- [The exercise]: Render everything from the start of the records down to the line containing "30,114 -> 153,165", that line included, as a numbered list without blank lines. Leave the pictures out of the answer.

►

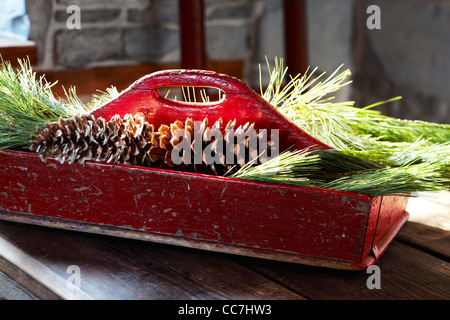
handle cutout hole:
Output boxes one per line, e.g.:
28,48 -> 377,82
158,86 -> 225,104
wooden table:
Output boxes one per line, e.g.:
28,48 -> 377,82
0,193 -> 450,300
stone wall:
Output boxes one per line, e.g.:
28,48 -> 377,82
27,0 -> 450,123
353,0 -> 450,123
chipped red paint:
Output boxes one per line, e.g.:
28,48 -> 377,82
0,70 -> 408,269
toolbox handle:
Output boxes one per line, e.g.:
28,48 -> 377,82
92,69 -> 330,150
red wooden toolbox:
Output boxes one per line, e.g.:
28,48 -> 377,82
0,70 -> 408,269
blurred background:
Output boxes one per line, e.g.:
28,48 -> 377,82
0,0 -> 450,123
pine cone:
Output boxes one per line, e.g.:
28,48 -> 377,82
30,113 -> 272,175
30,114 -> 153,165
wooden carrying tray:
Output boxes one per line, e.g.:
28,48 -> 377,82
0,70 -> 408,269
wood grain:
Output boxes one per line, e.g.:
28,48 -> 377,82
0,272 -> 37,300
234,241 -> 450,300
0,222 -> 302,299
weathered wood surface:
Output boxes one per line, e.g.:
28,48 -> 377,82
0,192 -> 450,300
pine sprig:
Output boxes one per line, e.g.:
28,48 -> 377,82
0,59 -> 118,150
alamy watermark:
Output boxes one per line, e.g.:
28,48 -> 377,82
366,265 -> 381,290
66,264 -> 81,291
66,5 -> 81,30
171,121 -> 279,170
366,4 -> 381,30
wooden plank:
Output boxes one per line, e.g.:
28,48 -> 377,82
398,221 -> 450,261
234,241 -> 450,300
0,272 -> 37,300
0,222 -> 302,299
406,191 -> 450,231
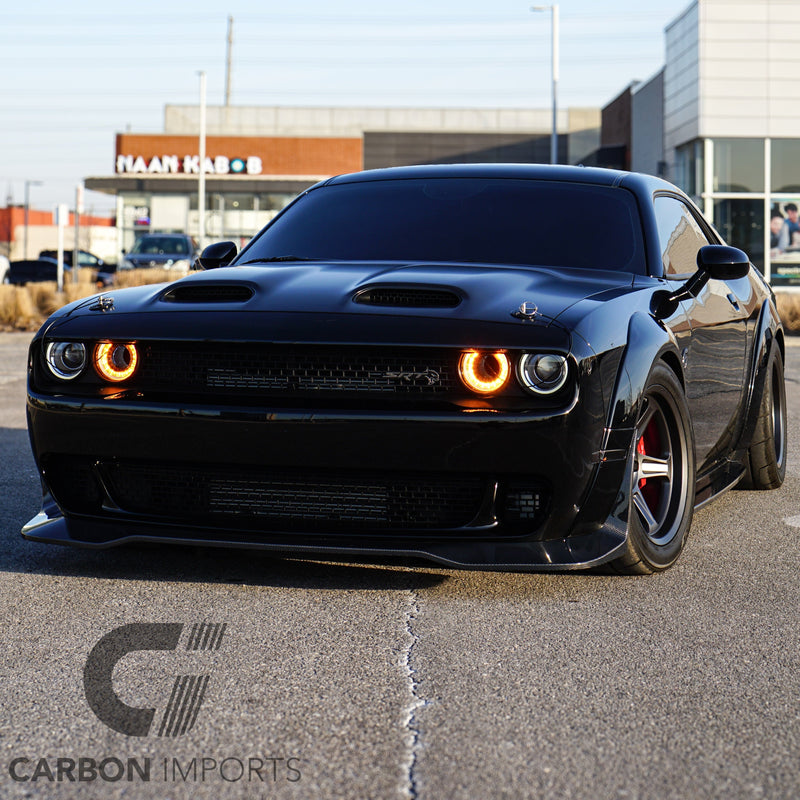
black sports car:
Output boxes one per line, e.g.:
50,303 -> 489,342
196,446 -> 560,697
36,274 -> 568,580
23,165 -> 786,573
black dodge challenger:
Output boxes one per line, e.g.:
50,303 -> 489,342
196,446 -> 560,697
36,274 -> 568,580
23,165 -> 786,573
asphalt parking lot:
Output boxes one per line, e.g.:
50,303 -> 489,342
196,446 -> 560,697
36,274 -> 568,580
0,333 -> 800,800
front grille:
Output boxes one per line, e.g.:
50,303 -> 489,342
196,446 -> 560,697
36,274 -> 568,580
136,344 -> 461,396
97,462 -> 485,532
353,286 -> 461,308
161,284 -> 254,303
43,455 -> 551,537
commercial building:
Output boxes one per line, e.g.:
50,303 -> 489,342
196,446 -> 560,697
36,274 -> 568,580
85,106 -> 600,250
603,0 -> 800,288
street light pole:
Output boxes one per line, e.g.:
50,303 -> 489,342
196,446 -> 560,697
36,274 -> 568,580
22,181 -> 42,261
531,3 -> 558,164
197,72 -> 206,250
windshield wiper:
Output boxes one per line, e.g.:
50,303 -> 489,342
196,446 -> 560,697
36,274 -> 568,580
238,256 -> 319,267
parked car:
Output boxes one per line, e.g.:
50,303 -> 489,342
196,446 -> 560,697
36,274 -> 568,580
119,233 -> 198,272
6,258 -> 61,286
5,251 -> 114,287
23,165 -> 786,573
39,250 -> 111,272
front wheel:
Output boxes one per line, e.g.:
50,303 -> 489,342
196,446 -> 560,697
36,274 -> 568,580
612,363 -> 695,575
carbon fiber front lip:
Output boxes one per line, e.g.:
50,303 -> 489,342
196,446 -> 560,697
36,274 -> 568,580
22,512 -> 627,572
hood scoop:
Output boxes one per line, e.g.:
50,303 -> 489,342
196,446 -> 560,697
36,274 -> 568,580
161,283 -> 255,303
353,286 -> 461,308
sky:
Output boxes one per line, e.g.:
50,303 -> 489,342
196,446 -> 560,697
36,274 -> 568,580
0,0 -> 690,213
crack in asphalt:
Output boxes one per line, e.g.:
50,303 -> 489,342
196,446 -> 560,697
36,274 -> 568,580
400,590 -> 429,800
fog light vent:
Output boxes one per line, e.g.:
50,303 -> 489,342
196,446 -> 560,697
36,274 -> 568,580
499,484 -> 549,529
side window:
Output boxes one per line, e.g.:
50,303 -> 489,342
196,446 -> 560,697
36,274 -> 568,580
655,197 -> 710,278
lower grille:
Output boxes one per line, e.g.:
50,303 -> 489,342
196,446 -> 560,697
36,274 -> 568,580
99,463 -> 485,532
44,456 -> 550,536
136,343 -> 456,397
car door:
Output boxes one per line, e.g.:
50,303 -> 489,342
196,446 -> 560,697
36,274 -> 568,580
654,195 -> 748,469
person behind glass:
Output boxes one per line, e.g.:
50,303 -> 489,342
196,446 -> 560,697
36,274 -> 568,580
769,211 -> 783,256
778,203 -> 800,250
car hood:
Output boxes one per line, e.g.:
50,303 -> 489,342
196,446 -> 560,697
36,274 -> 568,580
47,262 -> 632,344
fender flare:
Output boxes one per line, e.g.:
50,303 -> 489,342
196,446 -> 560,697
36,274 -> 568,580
573,312 -> 685,534
733,298 -> 786,458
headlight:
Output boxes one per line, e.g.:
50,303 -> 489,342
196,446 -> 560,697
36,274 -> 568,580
94,342 -> 139,383
458,350 -> 511,394
45,342 -> 86,381
517,353 -> 568,394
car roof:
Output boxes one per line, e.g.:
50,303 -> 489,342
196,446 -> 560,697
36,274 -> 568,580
319,164 -> 675,191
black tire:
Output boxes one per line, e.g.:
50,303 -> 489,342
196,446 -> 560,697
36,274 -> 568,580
611,362 -> 695,575
739,342 -> 786,489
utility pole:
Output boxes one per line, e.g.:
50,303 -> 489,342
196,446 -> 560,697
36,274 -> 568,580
197,71 -> 206,250
22,181 -> 42,261
531,3 -> 558,164
225,16 -> 233,108
72,183 -> 83,284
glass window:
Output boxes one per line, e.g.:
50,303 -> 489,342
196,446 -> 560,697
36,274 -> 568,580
674,140 -> 705,198
713,139 -> 764,192
714,199 -> 764,272
246,178 -> 644,274
655,197 -> 709,278
772,139 -> 800,192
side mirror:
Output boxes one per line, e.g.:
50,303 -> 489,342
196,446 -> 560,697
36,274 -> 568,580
697,244 -> 750,281
194,242 -> 239,269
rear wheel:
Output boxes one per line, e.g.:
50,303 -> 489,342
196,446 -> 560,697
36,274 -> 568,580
612,363 -> 695,575
739,343 -> 786,489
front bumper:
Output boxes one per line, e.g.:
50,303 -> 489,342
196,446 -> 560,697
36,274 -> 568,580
23,389 -> 630,570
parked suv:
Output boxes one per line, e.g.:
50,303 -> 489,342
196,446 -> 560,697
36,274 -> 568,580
119,233 -> 198,272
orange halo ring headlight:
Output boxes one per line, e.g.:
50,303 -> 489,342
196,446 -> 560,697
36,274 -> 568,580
458,350 -> 511,394
94,342 -> 139,383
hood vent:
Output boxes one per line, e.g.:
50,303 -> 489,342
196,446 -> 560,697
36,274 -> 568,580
353,286 -> 461,308
161,284 -> 255,303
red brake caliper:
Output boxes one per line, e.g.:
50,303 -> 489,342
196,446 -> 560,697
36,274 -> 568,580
636,419 -> 661,510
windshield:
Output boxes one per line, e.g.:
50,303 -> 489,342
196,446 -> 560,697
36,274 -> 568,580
240,178 -> 645,273
131,236 -> 189,256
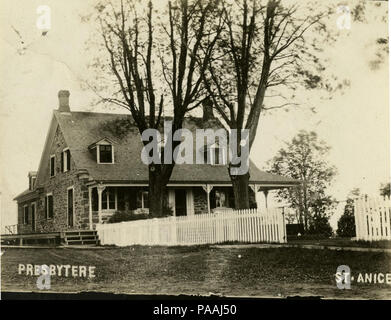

◄

- [Written answer]:
1. handle cutout hole:
2. Output boxes one per line, e.g.:
3. 28,48 -> 377,82
4. 158,86 -> 225,104
5. wooden table:
6. Output boxes one per line, e.g.:
7. 28,48 -> 377,82
8. 0,193 -> 450,300
9. stone wall:
10. Output boxes one per line, e.g.:
11. 28,48 -> 377,82
12. 27,0 -> 450,123
13. 353,0 -> 450,123
14. chipped red paint:
15. Output boxes one per line, e.g.:
16. 28,48 -> 377,82
17. 0,70 -> 408,269
18. toolbox handle:
19. Output boxes one per line, e.g.:
20. 28,48 -> 377,82
21. 92,69 -> 330,150
22. red wooden toolbox:
23. Output boxes one per line, e.g.:
24. 28,48 -> 377,82
25. 0,70 -> 408,269
26. blurred background:
27. Output boxes one per line, e.g.:
28. 28,48 -> 377,82
29. 0,0 -> 450,123
30. pine cone:
31. Output boxes one per line, e.g.:
32. 28,48 -> 377,82
33. 30,113 -> 272,175
34. 30,114 -> 153,165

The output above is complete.